### WHAT NEEDS TO BE DONE
Copy verbatim the lines of the entries below, from the line containing "Detection target: paved walkway" up to and including the line containing "265,619 -> 366,685".

### PROVIDED MATERIAL
==========

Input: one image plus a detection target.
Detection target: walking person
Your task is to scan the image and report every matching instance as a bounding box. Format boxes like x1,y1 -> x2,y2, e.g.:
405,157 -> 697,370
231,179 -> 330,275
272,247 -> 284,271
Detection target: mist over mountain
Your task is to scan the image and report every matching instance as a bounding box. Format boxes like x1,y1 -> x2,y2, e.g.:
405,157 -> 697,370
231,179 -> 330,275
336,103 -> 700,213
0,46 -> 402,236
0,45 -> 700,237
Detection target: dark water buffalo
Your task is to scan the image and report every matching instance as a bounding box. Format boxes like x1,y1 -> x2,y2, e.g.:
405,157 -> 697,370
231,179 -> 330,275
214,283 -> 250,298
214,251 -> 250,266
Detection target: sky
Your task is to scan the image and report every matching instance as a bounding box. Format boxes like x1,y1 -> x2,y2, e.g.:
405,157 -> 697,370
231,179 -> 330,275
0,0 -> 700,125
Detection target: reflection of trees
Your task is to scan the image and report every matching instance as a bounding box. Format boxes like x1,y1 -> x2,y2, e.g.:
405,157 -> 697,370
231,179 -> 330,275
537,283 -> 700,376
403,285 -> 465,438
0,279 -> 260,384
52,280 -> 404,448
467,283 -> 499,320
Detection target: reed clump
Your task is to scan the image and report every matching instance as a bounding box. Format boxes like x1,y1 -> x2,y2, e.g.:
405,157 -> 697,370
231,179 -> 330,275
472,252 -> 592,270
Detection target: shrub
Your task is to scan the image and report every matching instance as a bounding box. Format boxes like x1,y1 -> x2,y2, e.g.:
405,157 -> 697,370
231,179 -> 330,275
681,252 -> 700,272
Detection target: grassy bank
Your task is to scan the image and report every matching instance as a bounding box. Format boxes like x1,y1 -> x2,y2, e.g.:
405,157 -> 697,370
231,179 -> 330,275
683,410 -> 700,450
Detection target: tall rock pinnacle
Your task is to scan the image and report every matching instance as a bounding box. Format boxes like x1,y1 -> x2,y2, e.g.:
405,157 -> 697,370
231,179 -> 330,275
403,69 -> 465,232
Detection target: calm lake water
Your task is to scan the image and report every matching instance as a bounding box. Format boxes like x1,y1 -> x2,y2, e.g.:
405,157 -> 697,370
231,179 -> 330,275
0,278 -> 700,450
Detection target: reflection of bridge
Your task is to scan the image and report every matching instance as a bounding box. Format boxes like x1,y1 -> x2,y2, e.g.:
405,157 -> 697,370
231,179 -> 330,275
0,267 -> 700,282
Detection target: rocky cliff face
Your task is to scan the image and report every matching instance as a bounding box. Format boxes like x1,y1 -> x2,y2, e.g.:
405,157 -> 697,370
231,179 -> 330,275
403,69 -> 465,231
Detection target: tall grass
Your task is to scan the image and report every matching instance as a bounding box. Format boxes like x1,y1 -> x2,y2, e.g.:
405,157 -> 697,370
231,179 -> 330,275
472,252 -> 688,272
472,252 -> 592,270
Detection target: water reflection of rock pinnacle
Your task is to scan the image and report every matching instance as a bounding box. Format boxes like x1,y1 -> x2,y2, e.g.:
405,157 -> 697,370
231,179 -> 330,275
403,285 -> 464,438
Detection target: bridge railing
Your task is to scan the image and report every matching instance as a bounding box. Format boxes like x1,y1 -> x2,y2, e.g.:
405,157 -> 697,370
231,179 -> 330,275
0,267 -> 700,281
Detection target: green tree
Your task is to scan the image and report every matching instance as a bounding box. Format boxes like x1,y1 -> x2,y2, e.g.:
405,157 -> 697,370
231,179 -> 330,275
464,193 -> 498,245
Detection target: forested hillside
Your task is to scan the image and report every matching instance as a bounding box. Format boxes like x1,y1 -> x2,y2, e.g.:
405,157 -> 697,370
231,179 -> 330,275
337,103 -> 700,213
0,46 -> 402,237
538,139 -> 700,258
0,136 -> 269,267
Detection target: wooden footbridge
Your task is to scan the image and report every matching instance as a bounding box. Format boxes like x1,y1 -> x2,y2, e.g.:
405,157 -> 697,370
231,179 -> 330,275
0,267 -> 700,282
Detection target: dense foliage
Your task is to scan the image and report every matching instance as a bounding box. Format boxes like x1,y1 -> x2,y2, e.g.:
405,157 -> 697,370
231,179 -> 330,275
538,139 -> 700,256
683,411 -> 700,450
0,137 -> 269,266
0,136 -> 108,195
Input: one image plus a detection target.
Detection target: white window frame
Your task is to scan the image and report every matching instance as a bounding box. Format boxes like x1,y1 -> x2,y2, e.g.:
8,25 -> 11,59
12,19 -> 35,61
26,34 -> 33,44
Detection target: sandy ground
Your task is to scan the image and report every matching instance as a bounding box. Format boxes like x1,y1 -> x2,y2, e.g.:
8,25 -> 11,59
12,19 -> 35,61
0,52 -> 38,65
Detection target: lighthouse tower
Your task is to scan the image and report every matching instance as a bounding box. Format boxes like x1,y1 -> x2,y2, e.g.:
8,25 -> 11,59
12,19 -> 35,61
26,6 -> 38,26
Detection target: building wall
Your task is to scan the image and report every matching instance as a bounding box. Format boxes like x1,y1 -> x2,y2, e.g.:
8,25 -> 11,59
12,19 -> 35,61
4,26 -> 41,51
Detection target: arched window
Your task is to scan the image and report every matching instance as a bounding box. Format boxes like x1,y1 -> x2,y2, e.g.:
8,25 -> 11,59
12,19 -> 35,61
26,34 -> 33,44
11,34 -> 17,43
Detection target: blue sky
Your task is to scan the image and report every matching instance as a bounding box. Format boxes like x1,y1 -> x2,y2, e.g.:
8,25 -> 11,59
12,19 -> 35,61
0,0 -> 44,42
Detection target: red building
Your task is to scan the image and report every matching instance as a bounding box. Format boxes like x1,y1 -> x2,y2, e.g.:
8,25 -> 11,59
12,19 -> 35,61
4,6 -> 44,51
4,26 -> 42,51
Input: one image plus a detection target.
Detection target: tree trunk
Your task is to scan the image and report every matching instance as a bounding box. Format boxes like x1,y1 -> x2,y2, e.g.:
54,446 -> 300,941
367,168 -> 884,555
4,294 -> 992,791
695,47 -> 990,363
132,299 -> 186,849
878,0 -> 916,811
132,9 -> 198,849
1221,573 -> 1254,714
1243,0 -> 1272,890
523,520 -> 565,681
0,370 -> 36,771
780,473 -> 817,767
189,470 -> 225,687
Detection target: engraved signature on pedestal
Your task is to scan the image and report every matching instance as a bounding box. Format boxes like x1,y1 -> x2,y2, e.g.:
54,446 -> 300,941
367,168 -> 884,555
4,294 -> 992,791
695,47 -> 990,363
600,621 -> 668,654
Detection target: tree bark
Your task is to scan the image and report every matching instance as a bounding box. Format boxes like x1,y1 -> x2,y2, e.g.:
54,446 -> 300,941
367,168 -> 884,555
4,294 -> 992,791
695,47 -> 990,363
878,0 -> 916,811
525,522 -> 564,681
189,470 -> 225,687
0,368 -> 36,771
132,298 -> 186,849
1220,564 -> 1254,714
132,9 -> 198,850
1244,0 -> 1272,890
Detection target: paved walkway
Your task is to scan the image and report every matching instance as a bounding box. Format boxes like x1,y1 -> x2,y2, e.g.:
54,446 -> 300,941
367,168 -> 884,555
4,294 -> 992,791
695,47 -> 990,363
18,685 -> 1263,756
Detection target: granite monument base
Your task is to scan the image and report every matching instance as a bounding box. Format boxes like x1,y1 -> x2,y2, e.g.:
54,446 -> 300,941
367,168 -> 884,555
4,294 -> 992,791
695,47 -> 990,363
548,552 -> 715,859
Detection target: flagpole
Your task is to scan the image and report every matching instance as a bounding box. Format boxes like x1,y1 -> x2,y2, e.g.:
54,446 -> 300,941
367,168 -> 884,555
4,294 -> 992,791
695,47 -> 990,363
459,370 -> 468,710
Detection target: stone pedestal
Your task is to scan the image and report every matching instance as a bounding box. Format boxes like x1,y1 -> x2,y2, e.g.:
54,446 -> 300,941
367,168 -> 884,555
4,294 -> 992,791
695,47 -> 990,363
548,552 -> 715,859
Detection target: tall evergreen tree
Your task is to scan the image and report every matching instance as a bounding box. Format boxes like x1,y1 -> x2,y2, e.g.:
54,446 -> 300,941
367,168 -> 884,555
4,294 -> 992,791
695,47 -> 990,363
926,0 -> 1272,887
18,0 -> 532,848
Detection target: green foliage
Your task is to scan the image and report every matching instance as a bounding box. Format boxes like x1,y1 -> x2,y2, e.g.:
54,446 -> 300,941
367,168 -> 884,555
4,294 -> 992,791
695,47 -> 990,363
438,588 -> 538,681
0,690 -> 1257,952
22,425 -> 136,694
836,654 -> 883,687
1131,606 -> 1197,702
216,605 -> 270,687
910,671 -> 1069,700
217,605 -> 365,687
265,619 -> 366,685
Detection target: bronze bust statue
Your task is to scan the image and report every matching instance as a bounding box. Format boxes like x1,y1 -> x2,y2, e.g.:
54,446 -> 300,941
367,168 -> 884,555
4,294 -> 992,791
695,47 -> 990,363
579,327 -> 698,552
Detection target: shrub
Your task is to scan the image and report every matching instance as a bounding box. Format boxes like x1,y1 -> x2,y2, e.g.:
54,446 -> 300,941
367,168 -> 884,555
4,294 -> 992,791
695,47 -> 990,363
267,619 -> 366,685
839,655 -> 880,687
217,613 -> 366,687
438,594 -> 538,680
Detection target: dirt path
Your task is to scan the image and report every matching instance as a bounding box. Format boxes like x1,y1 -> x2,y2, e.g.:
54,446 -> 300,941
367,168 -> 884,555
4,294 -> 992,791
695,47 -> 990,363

==========

### SOLUTION TO THE PROBLEM
Detection target: paved walkway
Your task is to scan the image and report every matching instance as a bounding box. Format boxes like x1,y1 -> x2,y2, e.g.:
54,446 -> 300,941
367,168 -> 884,555
4,294 -> 992,791
695,47 -> 990,363
18,685 -> 1263,756
Detection target: granite monument base
Your task is to scan the image and report every matching instance as a bounding box. Format boxes like x1,y1 -> x2,y2, e.g.:
54,446 -> 300,941
367,168 -> 884,555
4,294 -> 992,791
695,47 -> 990,363
548,552 -> 715,859
Detection target: flagpole
Your task is to scan the image and report every matching instance as a bounding box. Format boxes like x1,y1 -> x2,y2, e.g.:
54,446 -> 300,941
367,168 -> 884,555
4,294 -> 992,791
695,47 -> 990,363
459,370 -> 468,710
Detection target: stone pedestal
Your task is to scan the image and report every matching instance as a bounding box. Format boxes like x1,y1 -> x2,y2, e.g.:
54,446 -> 300,941
367,168 -> 884,555
4,294 -> 992,791
695,47 -> 990,363
548,552 -> 715,859
Detection target: tall evergreen tree
Your task is to scan the image and report every matching instance as a bounding box. Format boxes like x1,y1 -> x2,y2, e.g.:
54,446 -> 300,941
367,168 -> 884,555
4,294 -> 992,791
695,47 -> 990,363
926,0 -> 1272,887
18,0 -> 532,848
Detection target: green foliage
Your task is to scan the image and report every matching instance as a bounding box. Format boxes like x1,y1 -> x2,y2, e.g.:
54,446 -> 300,941
367,168 -> 884,555
4,294 -> 992,791
695,47 -> 990,363
438,588 -> 538,681
0,690 -> 1257,952
22,425 -> 136,694
836,654 -> 883,687
1131,606 -> 1197,702
216,605 -> 270,687
910,671 -> 1069,700
217,605 -> 365,687
265,619 -> 366,685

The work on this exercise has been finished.